Stored items from a collection
======
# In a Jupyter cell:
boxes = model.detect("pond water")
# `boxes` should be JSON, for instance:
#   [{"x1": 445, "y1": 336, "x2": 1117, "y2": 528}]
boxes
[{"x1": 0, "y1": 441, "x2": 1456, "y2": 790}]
======
» PROBLEM:
In every row, substitute "lake water" for "pond water". Give the lines again with nothing else changed.

» TASK RESULT:
# In a Jupyter cell:
boxes = model.detect("lake water")
# `boxes` should be JSON, for instance:
#   [{"x1": 445, "y1": 336, "x2": 1117, "y2": 528}]
boxes
[{"x1": 0, "y1": 441, "x2": 1456, "y2": 790}]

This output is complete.